• _EXERCISE DIRECTIONS_:
Give back the data below exactly as it was given.

• _DATA PROVIDED_:
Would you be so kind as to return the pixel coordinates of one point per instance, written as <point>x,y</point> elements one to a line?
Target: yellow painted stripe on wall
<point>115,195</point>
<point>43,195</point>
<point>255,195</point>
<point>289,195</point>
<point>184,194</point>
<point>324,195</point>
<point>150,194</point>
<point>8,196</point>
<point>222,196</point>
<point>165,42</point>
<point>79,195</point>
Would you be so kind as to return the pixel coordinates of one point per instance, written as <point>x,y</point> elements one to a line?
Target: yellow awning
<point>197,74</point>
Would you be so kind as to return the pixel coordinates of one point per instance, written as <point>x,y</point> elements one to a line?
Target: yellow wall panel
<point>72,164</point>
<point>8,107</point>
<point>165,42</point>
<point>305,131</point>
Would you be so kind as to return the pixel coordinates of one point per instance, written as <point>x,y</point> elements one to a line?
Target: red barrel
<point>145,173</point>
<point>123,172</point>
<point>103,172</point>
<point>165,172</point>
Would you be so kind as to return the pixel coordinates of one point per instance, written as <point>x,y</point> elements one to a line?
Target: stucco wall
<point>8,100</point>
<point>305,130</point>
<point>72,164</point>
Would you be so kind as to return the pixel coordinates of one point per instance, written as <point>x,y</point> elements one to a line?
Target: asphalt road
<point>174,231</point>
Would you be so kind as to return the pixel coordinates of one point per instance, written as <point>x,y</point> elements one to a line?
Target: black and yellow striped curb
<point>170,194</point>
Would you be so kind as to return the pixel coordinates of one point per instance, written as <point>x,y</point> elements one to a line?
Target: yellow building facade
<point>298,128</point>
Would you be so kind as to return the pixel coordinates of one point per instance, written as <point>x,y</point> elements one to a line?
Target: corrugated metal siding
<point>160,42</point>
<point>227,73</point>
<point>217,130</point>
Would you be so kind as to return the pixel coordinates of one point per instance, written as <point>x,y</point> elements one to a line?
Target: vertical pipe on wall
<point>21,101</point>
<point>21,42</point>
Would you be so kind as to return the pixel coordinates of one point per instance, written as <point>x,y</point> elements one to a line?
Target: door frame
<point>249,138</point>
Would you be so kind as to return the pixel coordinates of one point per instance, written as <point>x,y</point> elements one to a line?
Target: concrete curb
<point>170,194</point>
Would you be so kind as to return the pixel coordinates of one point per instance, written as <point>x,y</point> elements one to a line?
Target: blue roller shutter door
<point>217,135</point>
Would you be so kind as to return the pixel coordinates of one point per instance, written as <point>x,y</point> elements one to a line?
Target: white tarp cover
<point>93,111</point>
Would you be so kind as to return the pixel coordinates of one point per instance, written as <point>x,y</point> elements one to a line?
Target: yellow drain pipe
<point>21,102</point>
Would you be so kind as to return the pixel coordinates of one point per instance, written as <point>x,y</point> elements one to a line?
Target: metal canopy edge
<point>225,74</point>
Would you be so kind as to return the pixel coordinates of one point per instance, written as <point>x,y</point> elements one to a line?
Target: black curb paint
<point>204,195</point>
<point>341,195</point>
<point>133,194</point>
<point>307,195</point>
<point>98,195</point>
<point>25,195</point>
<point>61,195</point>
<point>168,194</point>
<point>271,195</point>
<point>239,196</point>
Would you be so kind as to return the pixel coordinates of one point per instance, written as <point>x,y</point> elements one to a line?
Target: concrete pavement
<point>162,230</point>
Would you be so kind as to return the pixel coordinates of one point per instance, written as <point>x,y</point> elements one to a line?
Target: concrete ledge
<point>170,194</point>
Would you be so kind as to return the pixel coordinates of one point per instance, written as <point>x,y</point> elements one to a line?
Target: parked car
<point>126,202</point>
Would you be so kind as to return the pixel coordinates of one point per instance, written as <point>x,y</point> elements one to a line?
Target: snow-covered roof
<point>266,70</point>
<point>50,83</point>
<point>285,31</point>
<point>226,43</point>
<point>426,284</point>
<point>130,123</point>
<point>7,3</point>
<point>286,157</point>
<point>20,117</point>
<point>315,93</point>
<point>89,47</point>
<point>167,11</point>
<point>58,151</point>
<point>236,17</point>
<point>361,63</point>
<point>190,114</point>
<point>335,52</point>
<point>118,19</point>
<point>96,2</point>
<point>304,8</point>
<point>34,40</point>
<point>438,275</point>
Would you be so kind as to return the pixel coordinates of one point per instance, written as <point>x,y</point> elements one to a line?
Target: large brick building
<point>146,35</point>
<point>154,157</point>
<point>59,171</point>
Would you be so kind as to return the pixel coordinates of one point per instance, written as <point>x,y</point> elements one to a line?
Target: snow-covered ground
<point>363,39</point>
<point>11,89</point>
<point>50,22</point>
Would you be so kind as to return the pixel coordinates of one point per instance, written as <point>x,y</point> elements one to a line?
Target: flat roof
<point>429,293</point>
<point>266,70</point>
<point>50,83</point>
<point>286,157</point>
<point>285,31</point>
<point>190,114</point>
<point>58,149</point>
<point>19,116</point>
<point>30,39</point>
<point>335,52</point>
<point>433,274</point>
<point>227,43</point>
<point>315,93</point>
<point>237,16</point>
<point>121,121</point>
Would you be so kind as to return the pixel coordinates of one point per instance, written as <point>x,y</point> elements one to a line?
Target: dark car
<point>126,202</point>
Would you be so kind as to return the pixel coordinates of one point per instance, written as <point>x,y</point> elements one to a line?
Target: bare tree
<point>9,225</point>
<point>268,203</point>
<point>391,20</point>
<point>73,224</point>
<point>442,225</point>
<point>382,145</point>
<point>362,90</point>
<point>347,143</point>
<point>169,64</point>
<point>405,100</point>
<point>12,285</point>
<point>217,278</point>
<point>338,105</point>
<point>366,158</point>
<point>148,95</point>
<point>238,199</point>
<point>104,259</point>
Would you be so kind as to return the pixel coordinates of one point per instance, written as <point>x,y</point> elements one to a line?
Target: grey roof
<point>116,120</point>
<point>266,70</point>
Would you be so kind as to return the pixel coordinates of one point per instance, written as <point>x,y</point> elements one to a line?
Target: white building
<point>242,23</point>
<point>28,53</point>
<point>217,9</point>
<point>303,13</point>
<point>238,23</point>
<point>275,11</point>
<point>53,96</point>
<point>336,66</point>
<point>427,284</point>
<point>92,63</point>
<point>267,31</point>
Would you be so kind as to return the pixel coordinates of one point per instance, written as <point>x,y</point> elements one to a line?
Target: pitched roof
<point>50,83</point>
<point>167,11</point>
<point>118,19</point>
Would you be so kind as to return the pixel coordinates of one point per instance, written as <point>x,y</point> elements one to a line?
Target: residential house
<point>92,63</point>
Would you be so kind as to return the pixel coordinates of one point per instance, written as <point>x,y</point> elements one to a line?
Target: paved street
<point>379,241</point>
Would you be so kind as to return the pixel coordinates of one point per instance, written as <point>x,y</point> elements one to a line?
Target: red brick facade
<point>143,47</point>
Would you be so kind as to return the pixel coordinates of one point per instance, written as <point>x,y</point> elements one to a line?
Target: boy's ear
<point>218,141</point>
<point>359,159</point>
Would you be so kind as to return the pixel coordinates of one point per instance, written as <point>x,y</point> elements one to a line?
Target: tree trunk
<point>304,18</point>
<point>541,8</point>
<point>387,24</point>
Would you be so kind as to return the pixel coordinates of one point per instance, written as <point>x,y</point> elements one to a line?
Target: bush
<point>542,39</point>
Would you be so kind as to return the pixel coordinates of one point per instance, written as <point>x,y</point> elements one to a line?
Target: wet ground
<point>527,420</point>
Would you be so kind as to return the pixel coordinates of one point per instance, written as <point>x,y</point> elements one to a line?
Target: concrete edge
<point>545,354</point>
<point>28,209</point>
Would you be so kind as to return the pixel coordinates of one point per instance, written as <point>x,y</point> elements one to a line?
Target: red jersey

• _WORKED SOLUTION_:
Would you be so kind as to return the pixel coordinates of one point per instance, written as <point>x,y</point> elements one to a line?
Target: yellow painted stripe on wall
<point>115,195</point>
<point>43,195</point>
<point>255,195</point>
<point>289,195</point>
<point>184,194</point>
<point>324,195</point>
<point>150,194</point>
<point>8,196</point>
<point>222,196</point>
<point>165,42</point>
<point>79,195</point>
Would you be so kind as to return the pixel coordinates of one point per instance, written as <point>x,y</point> elements one to a line?
Target: yellow awning
<point>197,74</point>
Would you be so kind as to return the pixel coordinates of one point per instance, written as <point>x,y</point> elements one to a line?
Target: yellow wall panel
<point>72,164</point>
<point>8,107</point>
<point>165,42</point>
<point>305,131</point>
Would you be so kind as to return the pixel coordinates of one point per instance, written as <point>x,y</point> elements one to a line?
Target: red barrel
<point>145,173</point>
<point>123,172</point>
<point>103,172</point>
<point>165,172</point>
Would you be so kind as to return the pixel coordinates of one point per instance, written as <point>x,y</point> elements one to a line?
Target: stucco wall
<point>8,100</point>
<point>305,130</point>
<point>72,164</point>
Would you be so kind as to return the pixel coordinates of one point per instance, written as <point>x,y</point> elements one to a line?
Target: asphalt road
<point>174,231</point>
Would you be so kind as to return the pixel coordinates of one point per instance, written as <point>x,y</point> elements one to a line?
Target: black and yellow striped curb
<point>170,194</point>
Would you be so kind as to return the pixel coordinates of one point per instance, written as <point>x,y</point> elements one to a line?
Target: yellow building facade
<point>298,128</point>
Would you be so kind as to return the pixel coordinates of one point per instance, written as <point>x,y</point> elements one to a line?
Target: corrugated metal siding
<point>160,42</point>
<point>227,73</point>
<point>217,130</point>
Would you be so kind as to return the pixel coordinates of one point per instance, written as <point>x,y</point> elements one to a line?
Target: vertical pipe on wall
<point>21,101</point>
<point>21,42</point>
Would you be so kind as to return the pixel coordinates of one point per instance, written as <point>x,y</point> elements one to a line?
Target: door frame
<point>249,138</point>
Would you be so kind as to return the pixel coordinates of one point per instance, written as <point>x,y</point> elements one to a line?
Target: concrete curb
<point>170,194</point>
Would you be so kind as to return the pixel coordinates of one point per instance, written as <point>x,y</point> elements one to a line?
Target: blue roller shutter door
<point>217,135</point>
Would you be so kind as to return the pixel coordinates of one point per instance, written as <point>x,y</point> elements one to a line?
Target: white tarp cover
<point>93,111</point>
Would you be so kind as to return the pixel coordinates of one point per instance, written as <point>x,y</point> elements one to a line?
Target: yellow drain pipe
<point>21,102</point>
Would you be so kind as to return the pixel coordinates of one point per instance, written as <point>x,y</point> elements one to a line?
Target: metal canopy edge
<point>225,74</point>
Would you be so kind as to return the pixel coordinates of one point per instance, written as <point>x,y</point> elements one to a line?
Target: black curb paint
<point>204,195</point>
<point>341,195</point>
<point>133,194</point>
<point>307,195</point>
<point>98,195</point>
<point>25,195</point>
<point>61,195</point>
<point>168,194</point>
<point>271,195</point>
<point>239,196</point>
Would you be so kind as to return the pixel coordinates of one point per instance, written as <point>x,y</point> elements one to a line?
Target: concrete pavement
<point>162,230</point>
Would you be so kind as to return the pixel coordinates of one point per instance, written as <point>x,y</point> elements one to a line?
Target: concrete ledge
<point>170,194</point>
Would you be so kind as to return the pixel coordinates of one point per instance, written as <point>x,y</point> elements one to a line?
Target: parked car
<point>126,202</point>
Would you be so kind as to return the pixel coordinates of one point per instance, written as <point>x,y</point> elements one to a line?
Target: snow-covered roof
<point>266,70</point>
<point>50,83</point>
<point>285,31</point>
<point>226,43</point>
<point>426,284</point>
<point>130,123</point>
<point>7,3</point>
<point>286,157</point>
<point>20,117</point>
<point>315,93</point>
<point>89,47</point>
<point>167,11</point>
<point>58,151</point>
<point>236,17</point>
<point>361,63</point>
<point>190,114</point>
<point>335,52</point>
<point>118,19</point>
<point>96,2</point>
<point>304,8</point>
<point>34,40</point>
<point>438,275</point>
Would you be so kind as to return the pixel coordinates of one point per instance, written as <point>x,y</point> elements one to a line?
Target: large brick building
<point>146,35</point>
<point>154,157</point>
<point>59,171</point>
Would you be so kind as to return the pixel coordinates of one point per instance, written as <point>x,y</point> elements one to a line?
Target: snow-covered ground
<point>363,39</point>
<point>11,89</point>
<point>50,22</point>
Would you be so kind as to return the pixel coordinates of one point per instance, written as <point>x,y</point> elements one to a line?
Target: flat roof
<point>429,293</point>
<point>266,70</point>
<point>50,83</point>
<point>286,157</point>
<point>285,31</point>
<point>190,114</point>
<point>58,149</point>
<point>19,116</point>
<point>30,39</point>
<point>335,52</point>
<point>433,274</point>
<point>227,43</point>
<point>315,93</point>
<point>237,16</point>
<point>121,121</point>
Would you be so kind as to return the pixel coordinates of one point per instance, written as <point>x,y</point> elements one to a line?
Target: dark car
<point>126,202</point>
Would you be so kind as to return the pixel coordinates of one point per instance, written as <point>x,y</point> elements one to a line?
Target: bare tree
<point>9,225</point>
<point>268,203</point>
<point>391,20</point>
<point>73,224</point>
<point>442,225</point>
<point>382,145</point>
<point>362,90</point>
<point>347,143</point>
<point>169,64</point>
<point>405,100</point>
<point>12,285</point>
<point>217,278</point>
<point>338,105</point>
<point>366,158</point>
<point>148,95</point>
<point>238,199</point>
<point>104,259</point>
Would you be so kind as to return the pixel coordinates of one point per instance, written as <point>x,y</point> elements one to a line?
Target: grey roof
<point>116,120</point>
<point>266,70</point>
Would you be so kind as to return the pixel coordinates of one point per instance, written as <point>x,y</point> elements one to a line?
Target: white building
<point>242,23</point>
<point>28,53</point>
<point>217,9</point>
<point>303,13</point>
<point>238,23</point>
<point>275,11</point>
<point>53,96</point>
<point>336,66</point>
<point>427,284</point>
<point>92,63</point>
<point>267,31</point>
Would you be so kind as to return the pixel coordinates of one point per instance, written as <point>x,y</point> elements one to a line?
Target: pitched roof
<point>50,83</point>
<point>167,11</point>
<point>118,19</point>
Would you be so kind as to return the pixel coordinates of one point per instance, written as <point>x,y</point> elements one to a line?
Target: residential house
<point>92,63</point>
Would you be so kind as to return the pixel coordinates of one point per instance, written as <point>x,y</point> elements one to a line?
Target: paved street
<point>379,241</point>
Would you be so kind as to return the pixel coordinates of one point per instance, written as <point>x,y</point> elements one to a line?
Target: red brick facade
<point>143,47</point>
Would you be so kind as to return the pixel coordinates of one point per instance, written as <point>x,y</point> elements one to a line?
Target: boy's ear
<point>218,141</point>
<point>359,159</point>
Would you be so kind as to return the pixel coordinates of one point per instance, written as <point>x,y</point> elements one to a line?
Target: tree trunk
<point>304,18</point>
<point>541,8</point>
<point>387,24</point>
Would you be so kind as to return the pixel coordinates of one point per instance, written as <point>x,y</point> elements one to a line?
Target: bush
<point>542,39</point>
Would you be so kind as to return the pixel coordinates of one point per instance, written as <point>x,y</point> elements one to a line?
Target: wet ground
<point>527,420</point>
Would you be so kind as to return the pixel coordinates of one point per instance, written as <point>x,y</point> elements one to a line?
Target: concrete edge
<point>545,354</point>
<point>28,209</point>
Would you be so kind as to return the pixel coordinates of one point per instance, written as <point>x,y</point> elements one to a line?
Target: red jersey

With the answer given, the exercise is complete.